PASSAGE:
THE era of painful austerity measures is over and the
country should brace for positive growth and productivity in 2020, the Minister
of Finance and Economic Development, Professor Mthuli Ncube, said yesterday.
In an interview with Zimpapers Television Network (ZTN),
Prof Ncube said the painful reforms adopted by Government since late 2018 have
laid a solid foundation for future economic growth with macro-economic
indicators also pointing towards a favourable trajectory ahead.
The country’s economy is expected to register a growth of
plus 4,6 percent in 2020, from a negative three to six percent this year, said
the Minister. He said the projected growth next year would be driven by several
factors.
“First of all, we expect better rains in the 2019/20 season
because that will mean agricultural output will pick up again. It also means
the power outages that you see will ameliorate because we can have more
hydro-power when water in Kariba is up,” said Prof Ncube.
“But also, we expect the budget to be more supportive of
growth. We have said the 2020 budget is about growth and productivity in the
main and job creation, supporting competitiveness and of course making sure
that we have shared growth.
“So, that stance on growth and productivity, away from
austerity – we have done austerity and it has served us well, it has created a
good base and allowed us to do a lot of reforms, which have been painful. Now
we’re ready to move to the next stage, which is to stimulate growth.”
The Minister also gave a brief outline of some of the
strategies to be implemented to consolidate the projected growth, which will be
fully captured when he presents his 2020 national budget before the end of the
year.
“We want to make sure that we give incentives for
production, we want to make sure that we crowd in the private sector in
financing. We want to make sure there is easier access to credit from the
private sector across all the sectors. All those issues will contribute to a
positive rate of growth,” said Prof Ncube.
While acknowledging industry calls to ease the tax burden
by probably scrapping the two percent transactional tax, which is seen as
double taxation on those already complying and its impact on increasing the
cost of doing business, the Minister said the tax head would remain given its
benefits to the fiscus.
“We’ll not scrap the two percent tax because it helps us on
the compliance front. It is assisting in compliance by registered formal
business, then there is compliance by the informal as well. So, it’s (2% tax)

REQUIRED ACTIONS:
1. Quote the article on the 2020 growth outlook word for word. Begin at the words "The country’s economy" and stop after the words "have shared growth.".
2. In the article on the 2020 growth outlook, why does the Minister say the two percent tax will not be scrapped?
3. Carry on the article on the 2020 growth outlook from the point where it stops.

EXTRACTED INFORMATION:
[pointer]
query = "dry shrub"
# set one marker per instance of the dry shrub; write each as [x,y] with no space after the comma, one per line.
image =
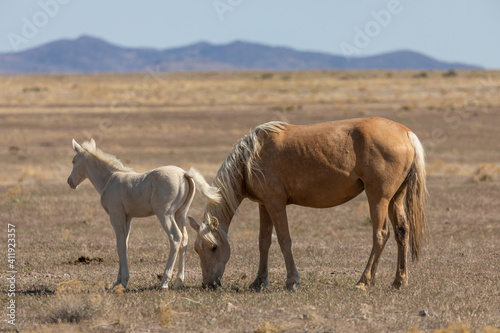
[455,328]
[486,172]
[71,309]
[17,194]
[164,314]
[72,286]
[76,287]
[266,327]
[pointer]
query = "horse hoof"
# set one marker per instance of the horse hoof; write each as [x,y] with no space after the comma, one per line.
[178,285]
[293,286]
[360,286]
[118,289]
[258,285]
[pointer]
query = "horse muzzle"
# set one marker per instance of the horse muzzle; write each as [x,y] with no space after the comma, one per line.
[214,285]
[71,184]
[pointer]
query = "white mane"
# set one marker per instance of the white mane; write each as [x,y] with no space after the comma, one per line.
[109,159]
[243,157]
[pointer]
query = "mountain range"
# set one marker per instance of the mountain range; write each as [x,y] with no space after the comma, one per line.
[93,55]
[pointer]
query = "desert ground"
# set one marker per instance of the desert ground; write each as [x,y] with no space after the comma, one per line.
[65,254]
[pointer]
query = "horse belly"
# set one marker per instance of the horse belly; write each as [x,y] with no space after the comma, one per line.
[323,192]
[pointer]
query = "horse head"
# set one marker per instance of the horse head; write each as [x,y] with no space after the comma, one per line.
[213,248]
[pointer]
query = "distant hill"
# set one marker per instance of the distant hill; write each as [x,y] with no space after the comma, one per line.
[92,55]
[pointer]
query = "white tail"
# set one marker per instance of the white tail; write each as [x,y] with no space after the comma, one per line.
[210,192]
[416,197]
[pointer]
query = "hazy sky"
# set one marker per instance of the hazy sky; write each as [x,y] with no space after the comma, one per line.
[451,30]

RESULTS:
1.
The country’s economy is expected to register a growth of
plus 4,6 percent in 2020, from a negative three to six percent this year, said
the Minister. He said the projected growth next year would be driven by several
factors.
“First of all, we expect better rains in the 2019/20 season
because that will mean agricultural output will pick up again. It also means
the power outages that you see will ameliorate because we can have more
hydro-power when water in Kariba is up,” said Prof Ncube.
“But also, we expect the budget to be more supportive of
growth. We have said the 2020 budget is about growth and productivity in the
main and job creation, supporting competitiveness and of course making sure
that we have shared growth.

2. He says it helps the government on the compliance front.

3.
fantastic for compliance and it is clearly filling a gap of making sure there
is compliance,” said Prof Ncube.
“In terms of lowering the tax burden, I cannot pre-announce
what I will say in the budget. All I can say, generally, because we want to
support growth and productivity, one of the things we will look at is obviously
incentives and tax adjustments but I cannot comment on the two percent tax
specifically.”
On Monday Cabinet received the Minister’s 2020 proposed
Budget Strategy Paper, which took note of the ongoing reforms that are premised
on the 2019 national Budget theme: “Austerity for Prosperity”, as outlined in
the Transitional Stabilisation Programme (TSP). The budget strategy document
also outlines notable milestones that include fiscal consolidation, monetary
policy restoration, liberalisation of the foreign exchange market,
re-engagement and a number of governance and structural reforms aimed at
improving the business environment and supporting the productive sectors.
The year 2019 has not been good for Zimbabweans as the
economy suffered from unforeseen but “severe exogenous shocks” arising from the
El Nino-induced drought and Cyclone Idai, which constrained agricultural
activities and electricity generation, bringing about general underperformance
of the economy.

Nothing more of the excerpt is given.